> TEXT PASSAGE:
-=-=-=-=-

Zulip Chat Archive

I really like the concept and general approach of FB AI Research's Tensor Comprehensions system (Repo, Docs, Paper)
for concisely expressing the semantics of (most) deep learning kernels. This starts at typical BLAS routines, but extends over the common einsum approach to expressing tensor contractions that are restricted to the normal add/mul semiring of the usual f32 primitive type.

From the paper:

def sgemm(float a, float b, float(N,M) A, float(M,K) B) → (C) {
  C(i,j) = b * C(i,j) # initialization
  C(i,j) += a * A(i,k) * B(k,j) # accumulation
}

def mv(float(M,K) A, float(K) x) → (C) {
  C(i) +=! A(i,k) * x(k)
}

def fcrelu(float(B,I) in, float(O,I) weight, float(I) bias) → (out) {
  out(i,j) = bias(j)
  out(b,o) += in(b,i) * weight(o,i)
  out(i,j) = fmaxf(out(i,j), 0)
}

The +=! just means "zero init the target before performing the accumulation/reduction".

I'd love to get to use Lean to reason about and discuss/explain custom kernels, particularly including forward/reverse mode vector jacobian/jacobian vector products, getting to check/prove that the modified/transformed kernels indeed compute the supposed derivatives of the original kernel.

-=-=-=-=-

> REQUESTS:
A. Transcribe part of the Tensor Comprehensions post, beginning at the words "Zulip Chat Archive" and stopping after "A(i,k) * x(k)".
B. In the Tensor Comprehensions post, what does the +=! operator mean?
C. Pick up the Tensor Comprehensions post after its last sentence and keep writing it.

> PROVIDED INFORMATION:
-=-=-=-=-

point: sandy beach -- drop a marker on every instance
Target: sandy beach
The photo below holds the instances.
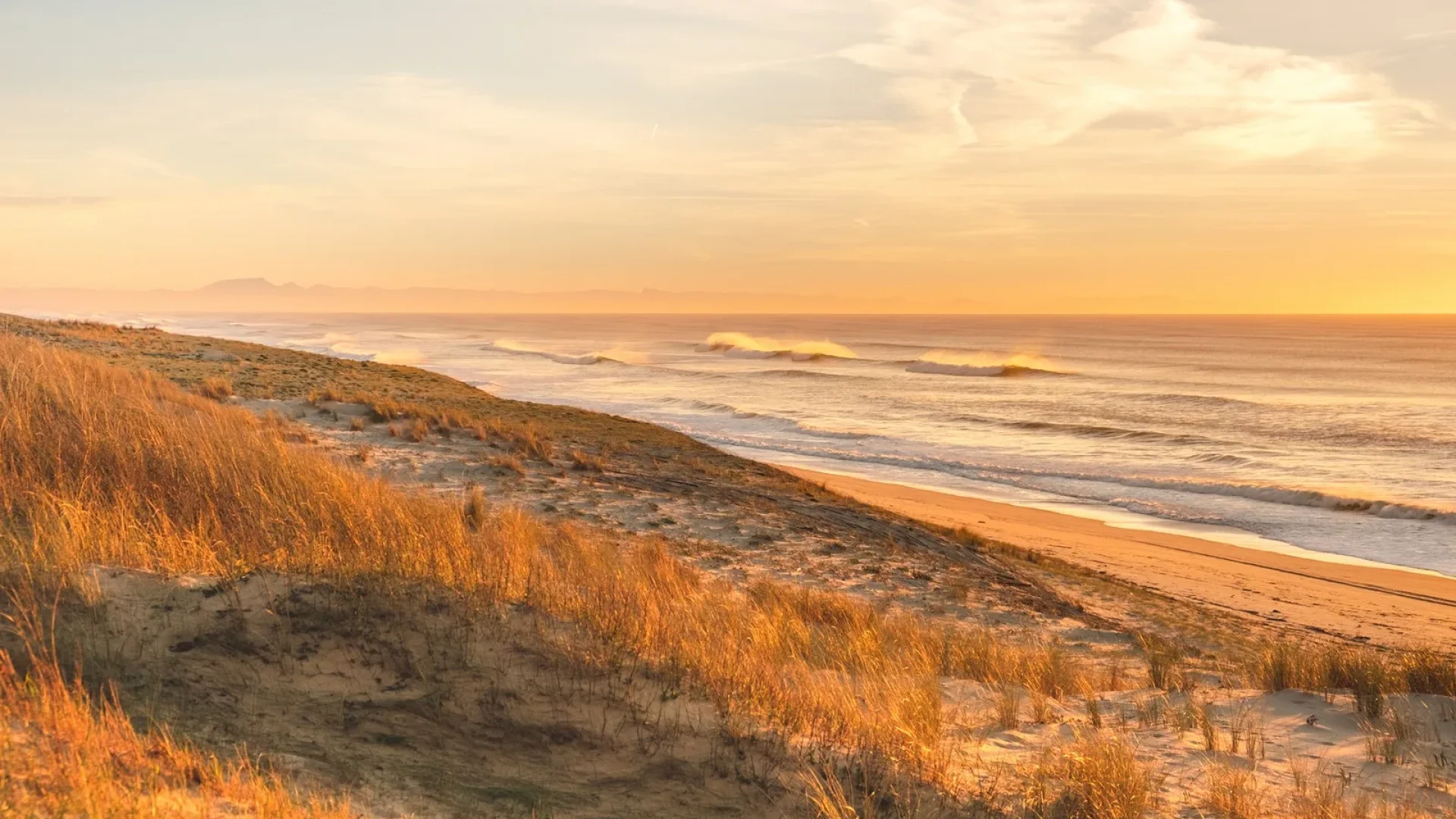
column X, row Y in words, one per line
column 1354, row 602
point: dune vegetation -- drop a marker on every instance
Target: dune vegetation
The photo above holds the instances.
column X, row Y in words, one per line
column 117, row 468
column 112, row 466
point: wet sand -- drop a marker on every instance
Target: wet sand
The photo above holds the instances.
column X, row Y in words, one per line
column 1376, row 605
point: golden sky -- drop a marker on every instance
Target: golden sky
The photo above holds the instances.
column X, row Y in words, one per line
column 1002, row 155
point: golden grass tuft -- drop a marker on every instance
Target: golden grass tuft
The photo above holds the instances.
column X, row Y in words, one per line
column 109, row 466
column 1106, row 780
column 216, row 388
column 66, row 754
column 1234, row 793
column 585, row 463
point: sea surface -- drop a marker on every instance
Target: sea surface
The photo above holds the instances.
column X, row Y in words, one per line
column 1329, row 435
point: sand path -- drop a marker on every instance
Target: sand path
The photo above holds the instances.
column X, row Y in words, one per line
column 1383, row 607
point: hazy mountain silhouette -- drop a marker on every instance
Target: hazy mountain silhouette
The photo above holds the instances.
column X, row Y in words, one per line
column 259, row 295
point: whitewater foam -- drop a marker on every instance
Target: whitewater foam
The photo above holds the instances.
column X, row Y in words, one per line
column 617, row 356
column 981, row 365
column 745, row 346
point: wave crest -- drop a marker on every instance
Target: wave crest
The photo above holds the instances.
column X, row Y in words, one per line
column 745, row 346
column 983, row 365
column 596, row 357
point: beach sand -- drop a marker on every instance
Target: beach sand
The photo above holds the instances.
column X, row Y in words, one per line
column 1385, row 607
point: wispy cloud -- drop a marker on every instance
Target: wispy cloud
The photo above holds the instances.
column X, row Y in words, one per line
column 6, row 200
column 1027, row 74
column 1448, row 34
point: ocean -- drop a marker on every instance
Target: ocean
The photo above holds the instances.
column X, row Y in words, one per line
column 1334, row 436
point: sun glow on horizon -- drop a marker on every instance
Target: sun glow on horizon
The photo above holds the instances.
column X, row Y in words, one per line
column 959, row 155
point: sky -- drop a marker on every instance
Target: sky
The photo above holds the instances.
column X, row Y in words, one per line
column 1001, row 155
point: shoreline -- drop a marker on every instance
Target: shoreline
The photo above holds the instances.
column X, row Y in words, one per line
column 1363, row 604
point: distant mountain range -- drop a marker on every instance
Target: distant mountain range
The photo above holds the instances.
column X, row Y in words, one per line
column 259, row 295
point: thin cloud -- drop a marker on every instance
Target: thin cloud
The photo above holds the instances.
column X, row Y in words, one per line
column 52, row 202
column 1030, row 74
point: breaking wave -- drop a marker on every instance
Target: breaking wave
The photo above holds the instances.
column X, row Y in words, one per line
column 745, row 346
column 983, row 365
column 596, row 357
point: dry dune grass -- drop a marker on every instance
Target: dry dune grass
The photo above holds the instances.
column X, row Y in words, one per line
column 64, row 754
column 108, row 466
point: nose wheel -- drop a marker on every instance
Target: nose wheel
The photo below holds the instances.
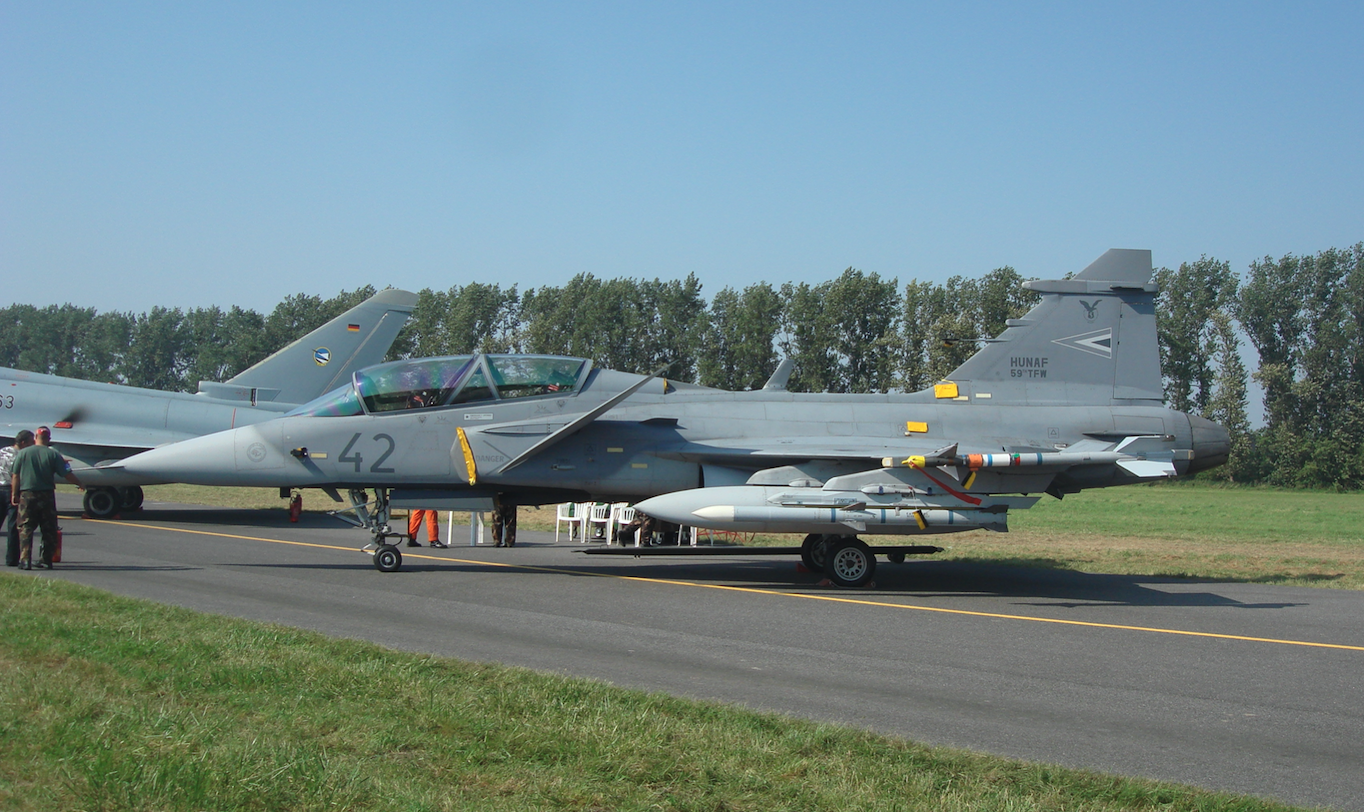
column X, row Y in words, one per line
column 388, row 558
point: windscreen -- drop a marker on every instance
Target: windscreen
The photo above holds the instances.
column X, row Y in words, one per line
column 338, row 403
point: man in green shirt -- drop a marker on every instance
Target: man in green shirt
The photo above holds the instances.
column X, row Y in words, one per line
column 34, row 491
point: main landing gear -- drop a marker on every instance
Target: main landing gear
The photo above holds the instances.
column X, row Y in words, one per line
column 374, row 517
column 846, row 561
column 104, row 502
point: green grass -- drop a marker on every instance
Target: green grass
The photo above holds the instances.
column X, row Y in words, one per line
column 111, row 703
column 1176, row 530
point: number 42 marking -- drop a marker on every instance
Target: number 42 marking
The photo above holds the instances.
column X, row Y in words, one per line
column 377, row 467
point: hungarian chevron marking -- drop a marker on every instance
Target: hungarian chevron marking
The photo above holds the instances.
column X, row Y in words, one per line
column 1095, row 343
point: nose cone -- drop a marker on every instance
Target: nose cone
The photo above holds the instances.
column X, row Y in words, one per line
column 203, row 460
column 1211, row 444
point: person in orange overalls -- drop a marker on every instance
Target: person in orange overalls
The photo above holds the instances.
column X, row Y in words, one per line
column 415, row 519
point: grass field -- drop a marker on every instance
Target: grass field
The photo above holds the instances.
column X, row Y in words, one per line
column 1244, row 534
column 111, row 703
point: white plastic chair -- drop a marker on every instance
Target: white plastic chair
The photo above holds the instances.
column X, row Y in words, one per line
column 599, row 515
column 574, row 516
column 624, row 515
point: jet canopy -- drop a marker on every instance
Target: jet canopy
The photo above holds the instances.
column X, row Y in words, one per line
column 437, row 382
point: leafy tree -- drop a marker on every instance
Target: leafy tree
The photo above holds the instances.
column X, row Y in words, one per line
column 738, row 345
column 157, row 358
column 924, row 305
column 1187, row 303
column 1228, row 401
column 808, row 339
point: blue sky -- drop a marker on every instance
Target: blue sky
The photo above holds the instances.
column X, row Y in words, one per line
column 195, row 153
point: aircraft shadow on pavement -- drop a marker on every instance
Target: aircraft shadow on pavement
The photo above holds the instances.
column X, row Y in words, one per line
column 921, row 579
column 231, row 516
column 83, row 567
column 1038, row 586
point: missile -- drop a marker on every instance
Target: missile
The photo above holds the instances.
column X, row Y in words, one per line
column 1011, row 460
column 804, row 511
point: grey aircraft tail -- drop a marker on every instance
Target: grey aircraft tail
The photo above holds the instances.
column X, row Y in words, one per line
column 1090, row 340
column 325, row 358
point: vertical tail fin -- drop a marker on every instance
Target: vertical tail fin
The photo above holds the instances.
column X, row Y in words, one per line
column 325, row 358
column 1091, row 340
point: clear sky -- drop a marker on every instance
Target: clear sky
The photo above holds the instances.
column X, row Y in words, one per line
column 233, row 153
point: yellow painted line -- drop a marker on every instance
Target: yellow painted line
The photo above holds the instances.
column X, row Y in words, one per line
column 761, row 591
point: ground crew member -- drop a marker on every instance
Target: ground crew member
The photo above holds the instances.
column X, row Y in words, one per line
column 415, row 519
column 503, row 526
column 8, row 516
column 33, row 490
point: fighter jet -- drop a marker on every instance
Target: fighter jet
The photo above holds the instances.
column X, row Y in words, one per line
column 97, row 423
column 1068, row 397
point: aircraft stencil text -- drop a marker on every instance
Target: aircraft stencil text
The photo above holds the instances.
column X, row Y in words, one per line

-=-=-=-=-

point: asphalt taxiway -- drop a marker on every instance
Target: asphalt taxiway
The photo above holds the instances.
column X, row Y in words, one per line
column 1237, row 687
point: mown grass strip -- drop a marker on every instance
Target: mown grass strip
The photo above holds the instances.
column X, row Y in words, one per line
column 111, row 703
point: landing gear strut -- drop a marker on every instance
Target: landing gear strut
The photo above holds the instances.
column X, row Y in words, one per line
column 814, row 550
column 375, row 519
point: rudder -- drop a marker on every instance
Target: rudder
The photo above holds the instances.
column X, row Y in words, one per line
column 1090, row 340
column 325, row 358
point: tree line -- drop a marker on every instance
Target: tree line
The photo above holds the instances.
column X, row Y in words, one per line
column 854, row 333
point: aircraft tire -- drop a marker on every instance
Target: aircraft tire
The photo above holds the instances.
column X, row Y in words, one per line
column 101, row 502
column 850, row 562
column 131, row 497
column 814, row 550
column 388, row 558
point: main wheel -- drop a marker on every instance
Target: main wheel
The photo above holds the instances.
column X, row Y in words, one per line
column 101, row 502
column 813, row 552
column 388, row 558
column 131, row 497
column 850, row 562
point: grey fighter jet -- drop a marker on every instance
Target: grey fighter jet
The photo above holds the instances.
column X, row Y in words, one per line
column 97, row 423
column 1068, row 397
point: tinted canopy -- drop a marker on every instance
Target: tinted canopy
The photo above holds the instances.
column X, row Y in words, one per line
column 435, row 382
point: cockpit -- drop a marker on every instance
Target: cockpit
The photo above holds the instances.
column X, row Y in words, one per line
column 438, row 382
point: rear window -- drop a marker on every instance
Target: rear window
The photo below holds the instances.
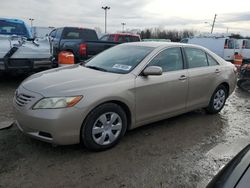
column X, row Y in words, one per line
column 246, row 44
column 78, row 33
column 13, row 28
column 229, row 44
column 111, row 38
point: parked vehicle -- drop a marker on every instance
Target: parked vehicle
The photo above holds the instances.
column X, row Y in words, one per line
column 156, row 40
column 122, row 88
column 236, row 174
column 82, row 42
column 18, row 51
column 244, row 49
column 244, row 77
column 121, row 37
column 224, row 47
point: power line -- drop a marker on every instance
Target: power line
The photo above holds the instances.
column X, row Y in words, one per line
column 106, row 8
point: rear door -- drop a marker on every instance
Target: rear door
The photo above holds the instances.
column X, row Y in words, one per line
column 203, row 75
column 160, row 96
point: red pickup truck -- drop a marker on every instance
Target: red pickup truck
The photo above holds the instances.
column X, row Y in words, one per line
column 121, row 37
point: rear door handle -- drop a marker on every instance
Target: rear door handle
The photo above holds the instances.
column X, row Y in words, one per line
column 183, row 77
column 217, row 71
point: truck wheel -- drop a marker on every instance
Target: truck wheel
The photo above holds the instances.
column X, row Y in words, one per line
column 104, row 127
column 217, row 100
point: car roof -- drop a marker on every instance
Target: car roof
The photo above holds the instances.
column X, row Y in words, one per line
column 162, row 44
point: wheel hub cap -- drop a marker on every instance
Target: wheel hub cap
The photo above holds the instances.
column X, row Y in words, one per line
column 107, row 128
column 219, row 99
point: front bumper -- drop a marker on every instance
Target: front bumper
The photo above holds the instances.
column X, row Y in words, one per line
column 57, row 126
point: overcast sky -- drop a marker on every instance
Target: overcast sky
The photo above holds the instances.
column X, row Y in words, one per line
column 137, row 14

-=-=-=-=-

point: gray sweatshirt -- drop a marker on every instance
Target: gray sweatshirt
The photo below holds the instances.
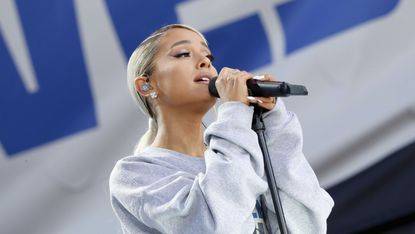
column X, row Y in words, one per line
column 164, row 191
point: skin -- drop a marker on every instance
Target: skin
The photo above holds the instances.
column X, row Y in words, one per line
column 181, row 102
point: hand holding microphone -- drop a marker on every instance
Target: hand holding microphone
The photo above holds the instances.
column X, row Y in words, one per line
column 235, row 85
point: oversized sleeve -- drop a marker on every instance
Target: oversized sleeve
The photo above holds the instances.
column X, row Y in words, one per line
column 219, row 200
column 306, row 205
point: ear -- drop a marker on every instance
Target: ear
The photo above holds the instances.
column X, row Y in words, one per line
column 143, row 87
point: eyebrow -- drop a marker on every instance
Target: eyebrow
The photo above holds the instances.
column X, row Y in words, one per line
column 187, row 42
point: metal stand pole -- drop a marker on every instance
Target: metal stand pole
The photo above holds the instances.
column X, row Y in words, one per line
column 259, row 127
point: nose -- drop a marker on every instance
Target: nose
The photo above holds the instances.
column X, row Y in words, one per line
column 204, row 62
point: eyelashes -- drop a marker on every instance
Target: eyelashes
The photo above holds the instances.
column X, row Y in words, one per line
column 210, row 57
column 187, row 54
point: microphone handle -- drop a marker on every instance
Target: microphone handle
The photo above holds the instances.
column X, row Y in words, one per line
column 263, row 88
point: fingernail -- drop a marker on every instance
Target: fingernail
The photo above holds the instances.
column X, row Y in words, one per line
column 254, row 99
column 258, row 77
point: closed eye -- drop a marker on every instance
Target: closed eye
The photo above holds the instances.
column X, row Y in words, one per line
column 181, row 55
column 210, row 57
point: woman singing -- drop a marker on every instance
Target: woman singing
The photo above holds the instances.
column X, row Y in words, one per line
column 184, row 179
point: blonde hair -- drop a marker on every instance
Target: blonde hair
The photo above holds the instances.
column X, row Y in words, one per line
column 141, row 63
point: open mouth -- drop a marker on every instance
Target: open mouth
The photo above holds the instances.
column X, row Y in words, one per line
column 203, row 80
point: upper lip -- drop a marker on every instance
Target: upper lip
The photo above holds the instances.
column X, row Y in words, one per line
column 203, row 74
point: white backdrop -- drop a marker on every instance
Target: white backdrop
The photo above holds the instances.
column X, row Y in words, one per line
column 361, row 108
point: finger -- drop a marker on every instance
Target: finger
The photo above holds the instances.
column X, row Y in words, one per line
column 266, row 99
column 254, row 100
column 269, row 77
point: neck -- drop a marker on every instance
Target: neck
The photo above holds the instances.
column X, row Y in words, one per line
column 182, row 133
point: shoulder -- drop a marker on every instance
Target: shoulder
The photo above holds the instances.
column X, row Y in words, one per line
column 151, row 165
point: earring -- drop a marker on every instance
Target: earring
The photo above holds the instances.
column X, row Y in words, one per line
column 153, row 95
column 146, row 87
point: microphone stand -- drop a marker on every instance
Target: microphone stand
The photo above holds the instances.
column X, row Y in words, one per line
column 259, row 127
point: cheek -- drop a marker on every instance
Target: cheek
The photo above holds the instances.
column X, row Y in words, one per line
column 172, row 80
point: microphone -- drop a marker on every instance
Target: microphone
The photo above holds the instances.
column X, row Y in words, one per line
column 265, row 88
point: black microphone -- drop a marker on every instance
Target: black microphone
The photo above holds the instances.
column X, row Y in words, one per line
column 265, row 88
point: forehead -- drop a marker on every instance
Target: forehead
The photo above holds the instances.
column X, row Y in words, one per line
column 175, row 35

-=-=-=-=-

> RESPONSES:
A.
Zulip Chat Archive

I really like the concept and general approach of FB AI Research's Tensor Comprehensions system (Repo, Docs, Paper)
for concisely expressing the semantics of (most) deep learning kernels. This starts at typical BLAS routines, but extends over the common einsum approach to expressing tensor contractions that are restricted to the normal add/mul semiring of the usual f32 primitive type.

From the paper:

def sgemm(float a, float b, float(N,M) A, float(M,K) B) → (C) {
  C(i,j) = b * C(i,j) # initialization
  C(i,j) += a * A(i,k) * B(k,j) # accumulation
}

def mv(float(M,K) A, float(K) x) → (C) {
  C(i) +=! A(i,k) * x(k)

B. It means zero-initialize the target before performing the accumulation/reduction.

C.
Ideally there'd also be a way to go further and partially specialize dimensions to work out arithmetic intensity (ratio of compute to memory access, indicating whether an implementation is memory-bound or compute-bound, at least for sufficiently regular memory access patterns) and some influence of numerical problems (e.g. catastrophic cancellation) for some concrete implementation that nominally respects the analytical definition, but is trying to offer practical performance.

I'd hope for some suggestions/pointers to how to use a spiritually similar syntax in Lean, which is at least somewhat amenable to mathlib4's analysis.

Tomas Skrivan (Jan 11 2024 at 08:29):

I haven't read the paper yet but these functions can be implemented with SciLean(library I'm working on). I'm not sure if I have implemented fcrelu correctly either I do not understand the notation or there should be float(O) bias.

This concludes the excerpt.